### Soru 1
Alıntıda "Esasen asalete susuz" sözleriyle başlayıp "söylemesi yok mu..!" sözlerine kadar uzanan kısmı hiç değiştirmeden yineleyin.
### Soru 2
Alıntıya göre Trump, Kudüs'ü hangi gün İsrail'in başkenti ilan etti?
------ Alıntı ------
Hatırlarsınız bundan bir süre önce ABD’nin eski Ankara Büyükelçisi James Jeffrey bir gazeteye verdiği röportajda “Suudlar, Mısırlılar her koşulda bize yaltaklanıyorlar… Erdoğan ise bize hiç yaltaklanmıyor ve üstelik bizimle de sürekli çatışıyor, çelişkilerimizi yüzümüze vuruyor, dostumuz olmaya da çalışmıyor. İşte bu yüzden Erdoğan, Washington’da ve Avrupa’da hiç sevilmiyor” demişti…

Esasen bu cümleleri ile “Erdoğan’ın Türkiye’de neden bu kadar çok sevildiğini’’ bizlere çok güzel özetlemişti…

Adamlarda meğer “yaltaklanmak’’ bir sanatmış da biz bilememişiz…! İşte bu zihniyetin lideri olan şapşal Trump, kendisine seçim kazandıran Siyonist Yahudilerin derin devletine eli mahkûm “yaltaklanarak’’ perşembe günü Kudüs’ü, sözüm ona İsrail’in başkenti ilan etti…

Ulan ortada devlet mi var ki?..!? Neyse…

Esasen asalete susuz müflis tüccar Trump, Kudüs’ü “kirli ve kanlı bir pazarlığın sonucunda’’ resmen satmıştır. Hem de hiç kimseye sormadan sanki babasının malıymış gibi…

Bir de utanıp sıkılmadan gözümüzün içine baka baka “Bu kararın bölgeye barış ve huzur getireceğini” söylemesi yok mu..!
------ Veri Kümesi Kesitleri ------
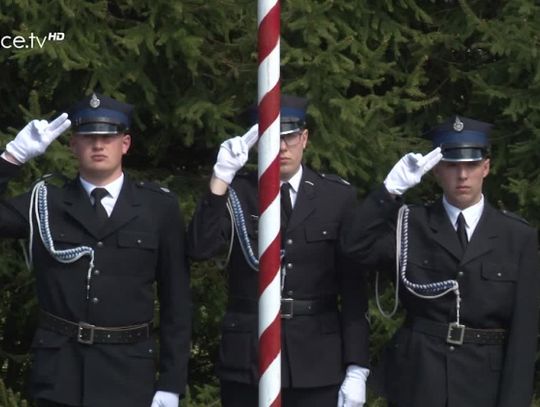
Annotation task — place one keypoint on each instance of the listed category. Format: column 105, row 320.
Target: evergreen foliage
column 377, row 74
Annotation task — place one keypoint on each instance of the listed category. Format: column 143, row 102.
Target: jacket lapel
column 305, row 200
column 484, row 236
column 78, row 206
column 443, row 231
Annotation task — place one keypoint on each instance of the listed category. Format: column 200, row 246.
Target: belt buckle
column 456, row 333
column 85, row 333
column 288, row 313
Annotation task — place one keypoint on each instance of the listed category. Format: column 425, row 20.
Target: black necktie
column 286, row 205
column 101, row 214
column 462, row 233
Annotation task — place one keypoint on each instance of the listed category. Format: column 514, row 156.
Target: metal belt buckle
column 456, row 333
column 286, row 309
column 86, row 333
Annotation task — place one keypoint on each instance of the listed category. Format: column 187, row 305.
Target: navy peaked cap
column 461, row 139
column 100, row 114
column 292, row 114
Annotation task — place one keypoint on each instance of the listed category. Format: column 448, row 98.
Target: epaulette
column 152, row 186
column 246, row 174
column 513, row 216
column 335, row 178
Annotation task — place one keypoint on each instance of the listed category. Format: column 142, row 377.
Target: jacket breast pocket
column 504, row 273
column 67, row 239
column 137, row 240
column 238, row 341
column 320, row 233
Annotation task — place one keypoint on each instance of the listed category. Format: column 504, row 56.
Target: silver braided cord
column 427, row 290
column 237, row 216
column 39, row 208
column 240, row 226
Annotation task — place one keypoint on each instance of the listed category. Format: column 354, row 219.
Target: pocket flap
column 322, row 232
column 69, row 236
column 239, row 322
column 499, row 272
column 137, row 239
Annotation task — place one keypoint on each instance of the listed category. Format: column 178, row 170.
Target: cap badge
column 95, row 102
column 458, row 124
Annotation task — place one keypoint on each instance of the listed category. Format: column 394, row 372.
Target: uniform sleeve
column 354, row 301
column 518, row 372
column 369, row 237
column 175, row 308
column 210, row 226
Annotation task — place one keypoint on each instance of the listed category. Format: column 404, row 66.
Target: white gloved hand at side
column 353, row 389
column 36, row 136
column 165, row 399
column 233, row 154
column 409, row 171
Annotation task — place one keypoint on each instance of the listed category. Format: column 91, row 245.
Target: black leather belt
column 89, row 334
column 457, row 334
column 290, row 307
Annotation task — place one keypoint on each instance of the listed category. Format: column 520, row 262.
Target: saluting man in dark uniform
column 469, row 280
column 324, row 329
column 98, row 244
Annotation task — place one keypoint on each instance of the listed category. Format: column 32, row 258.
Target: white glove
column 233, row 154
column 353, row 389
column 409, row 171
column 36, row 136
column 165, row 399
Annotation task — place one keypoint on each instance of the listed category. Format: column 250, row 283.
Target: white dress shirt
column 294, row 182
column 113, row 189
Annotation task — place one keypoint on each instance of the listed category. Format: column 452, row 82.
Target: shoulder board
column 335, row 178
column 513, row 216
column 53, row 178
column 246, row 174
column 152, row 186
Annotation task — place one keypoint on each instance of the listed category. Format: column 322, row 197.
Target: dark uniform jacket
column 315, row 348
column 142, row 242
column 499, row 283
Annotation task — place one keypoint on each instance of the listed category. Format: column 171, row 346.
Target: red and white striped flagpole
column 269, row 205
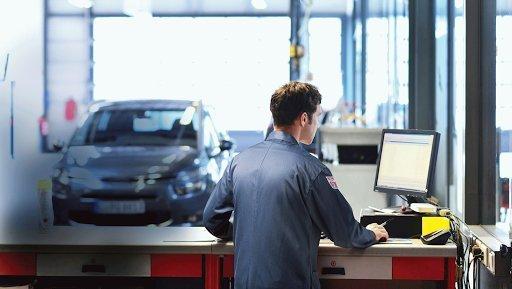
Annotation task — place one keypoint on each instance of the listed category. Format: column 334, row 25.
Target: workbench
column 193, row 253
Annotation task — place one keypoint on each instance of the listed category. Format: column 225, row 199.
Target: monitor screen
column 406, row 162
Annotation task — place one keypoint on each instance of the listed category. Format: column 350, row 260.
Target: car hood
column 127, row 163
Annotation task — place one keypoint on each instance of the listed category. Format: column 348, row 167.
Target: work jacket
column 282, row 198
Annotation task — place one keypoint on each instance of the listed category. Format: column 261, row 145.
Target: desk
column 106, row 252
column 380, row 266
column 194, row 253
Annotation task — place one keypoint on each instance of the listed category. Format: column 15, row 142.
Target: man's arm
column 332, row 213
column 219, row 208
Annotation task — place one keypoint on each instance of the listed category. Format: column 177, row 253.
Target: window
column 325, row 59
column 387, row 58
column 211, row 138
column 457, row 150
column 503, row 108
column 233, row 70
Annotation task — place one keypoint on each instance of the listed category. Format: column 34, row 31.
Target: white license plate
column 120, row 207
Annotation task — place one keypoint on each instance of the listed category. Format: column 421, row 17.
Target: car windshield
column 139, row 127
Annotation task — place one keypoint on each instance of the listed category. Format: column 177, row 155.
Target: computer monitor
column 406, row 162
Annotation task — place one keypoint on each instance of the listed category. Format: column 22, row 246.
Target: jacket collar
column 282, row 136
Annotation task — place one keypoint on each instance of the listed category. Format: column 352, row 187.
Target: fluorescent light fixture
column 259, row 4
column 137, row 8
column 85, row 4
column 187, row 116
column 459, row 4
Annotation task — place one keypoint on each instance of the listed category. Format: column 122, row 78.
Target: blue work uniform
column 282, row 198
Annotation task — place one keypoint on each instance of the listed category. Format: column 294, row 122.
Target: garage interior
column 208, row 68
------
------ Veri Kümesi Kesitleri ------
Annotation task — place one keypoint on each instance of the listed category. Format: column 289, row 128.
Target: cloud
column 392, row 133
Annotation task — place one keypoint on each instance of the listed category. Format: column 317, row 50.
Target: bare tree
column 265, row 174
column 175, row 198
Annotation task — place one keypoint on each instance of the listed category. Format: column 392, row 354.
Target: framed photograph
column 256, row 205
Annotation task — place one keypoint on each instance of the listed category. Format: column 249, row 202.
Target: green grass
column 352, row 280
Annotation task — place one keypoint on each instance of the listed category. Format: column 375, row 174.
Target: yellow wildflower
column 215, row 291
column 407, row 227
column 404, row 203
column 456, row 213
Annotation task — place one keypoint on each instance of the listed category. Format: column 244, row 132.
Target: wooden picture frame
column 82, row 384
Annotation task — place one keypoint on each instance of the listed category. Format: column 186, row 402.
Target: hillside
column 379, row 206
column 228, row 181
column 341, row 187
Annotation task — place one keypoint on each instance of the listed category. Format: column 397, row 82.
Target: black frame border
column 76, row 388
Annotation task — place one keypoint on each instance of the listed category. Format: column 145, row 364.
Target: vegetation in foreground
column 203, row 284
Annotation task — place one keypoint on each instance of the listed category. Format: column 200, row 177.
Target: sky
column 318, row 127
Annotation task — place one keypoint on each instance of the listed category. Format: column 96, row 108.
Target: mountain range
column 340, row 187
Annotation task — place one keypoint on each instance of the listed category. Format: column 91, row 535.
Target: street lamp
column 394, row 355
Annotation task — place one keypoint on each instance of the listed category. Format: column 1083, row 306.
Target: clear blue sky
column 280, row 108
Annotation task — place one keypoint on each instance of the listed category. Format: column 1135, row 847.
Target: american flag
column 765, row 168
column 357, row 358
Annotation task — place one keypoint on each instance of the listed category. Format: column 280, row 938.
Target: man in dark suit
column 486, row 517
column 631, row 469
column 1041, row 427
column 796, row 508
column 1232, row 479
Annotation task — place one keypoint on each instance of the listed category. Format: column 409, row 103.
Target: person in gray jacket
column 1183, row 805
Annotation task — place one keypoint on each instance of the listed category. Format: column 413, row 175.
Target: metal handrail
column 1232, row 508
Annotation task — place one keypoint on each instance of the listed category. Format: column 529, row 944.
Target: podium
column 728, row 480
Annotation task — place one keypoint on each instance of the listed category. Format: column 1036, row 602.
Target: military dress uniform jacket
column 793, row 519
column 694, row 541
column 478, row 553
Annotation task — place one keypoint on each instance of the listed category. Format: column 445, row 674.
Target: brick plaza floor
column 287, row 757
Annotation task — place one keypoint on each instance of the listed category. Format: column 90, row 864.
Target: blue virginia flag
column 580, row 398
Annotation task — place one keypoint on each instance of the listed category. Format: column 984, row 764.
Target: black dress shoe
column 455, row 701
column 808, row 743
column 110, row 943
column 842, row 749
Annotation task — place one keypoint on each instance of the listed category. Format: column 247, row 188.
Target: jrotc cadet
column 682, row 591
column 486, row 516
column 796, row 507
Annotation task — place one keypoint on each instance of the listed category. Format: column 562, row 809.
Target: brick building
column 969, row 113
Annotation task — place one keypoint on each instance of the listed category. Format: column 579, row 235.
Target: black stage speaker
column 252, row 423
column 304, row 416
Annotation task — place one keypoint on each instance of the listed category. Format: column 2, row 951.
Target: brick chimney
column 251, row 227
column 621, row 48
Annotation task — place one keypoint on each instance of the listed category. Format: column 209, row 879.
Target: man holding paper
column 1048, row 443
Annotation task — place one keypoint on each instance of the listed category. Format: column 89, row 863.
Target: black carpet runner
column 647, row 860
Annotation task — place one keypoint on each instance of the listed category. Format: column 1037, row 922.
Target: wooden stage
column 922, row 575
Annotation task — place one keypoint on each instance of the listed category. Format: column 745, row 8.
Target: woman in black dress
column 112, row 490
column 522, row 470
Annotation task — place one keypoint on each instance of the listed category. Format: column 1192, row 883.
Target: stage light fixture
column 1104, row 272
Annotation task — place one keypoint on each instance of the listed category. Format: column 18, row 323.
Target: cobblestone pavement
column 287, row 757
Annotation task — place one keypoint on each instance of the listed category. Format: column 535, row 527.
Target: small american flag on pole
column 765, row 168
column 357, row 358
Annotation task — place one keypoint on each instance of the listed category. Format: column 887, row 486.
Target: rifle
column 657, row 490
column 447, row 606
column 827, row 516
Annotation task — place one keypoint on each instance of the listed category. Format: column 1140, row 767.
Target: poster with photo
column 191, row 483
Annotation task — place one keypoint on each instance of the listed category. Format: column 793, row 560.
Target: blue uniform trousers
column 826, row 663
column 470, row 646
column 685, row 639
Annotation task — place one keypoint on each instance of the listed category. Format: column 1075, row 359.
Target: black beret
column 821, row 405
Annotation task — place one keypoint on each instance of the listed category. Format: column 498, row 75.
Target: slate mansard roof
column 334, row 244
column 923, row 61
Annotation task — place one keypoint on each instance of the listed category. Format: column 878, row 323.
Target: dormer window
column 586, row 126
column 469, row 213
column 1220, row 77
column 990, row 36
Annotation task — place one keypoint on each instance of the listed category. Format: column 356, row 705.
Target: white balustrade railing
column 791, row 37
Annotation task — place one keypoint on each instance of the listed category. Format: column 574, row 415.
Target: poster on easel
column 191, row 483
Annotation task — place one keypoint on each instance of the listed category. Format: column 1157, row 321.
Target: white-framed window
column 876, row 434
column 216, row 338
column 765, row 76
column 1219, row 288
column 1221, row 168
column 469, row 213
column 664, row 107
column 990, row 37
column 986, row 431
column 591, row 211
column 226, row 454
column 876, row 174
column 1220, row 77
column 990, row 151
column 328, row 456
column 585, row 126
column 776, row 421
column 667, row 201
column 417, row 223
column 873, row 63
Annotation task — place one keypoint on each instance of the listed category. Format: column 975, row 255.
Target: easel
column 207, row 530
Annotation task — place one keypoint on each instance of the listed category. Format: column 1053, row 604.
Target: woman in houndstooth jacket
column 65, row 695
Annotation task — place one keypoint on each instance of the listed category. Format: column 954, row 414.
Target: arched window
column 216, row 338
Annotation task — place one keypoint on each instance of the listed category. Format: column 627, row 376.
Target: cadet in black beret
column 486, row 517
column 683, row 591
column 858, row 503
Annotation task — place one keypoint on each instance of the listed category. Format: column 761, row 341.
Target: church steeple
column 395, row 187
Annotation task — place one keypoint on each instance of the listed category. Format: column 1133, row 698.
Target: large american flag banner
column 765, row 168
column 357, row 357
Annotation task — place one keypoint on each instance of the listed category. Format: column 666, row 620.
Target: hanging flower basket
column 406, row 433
------
### Doğru Yanıt 1
Esasen asalete susuz müflis tüccar Trump, Kudüs’ü “kirli ve kanlı bir pazarlığın sonucunda’’ resmen satmıştır. Hem de hiç kimseye sormadan sanki babasının malıymış gibi…

Bir de utanıp sıkılmadan gözümüzün içine baka baka “Bu kararın bölgeye barış ve huzur getireceğini” söylemesi yok mu..!

### Doğru Yanıt 2
Perşembe günü.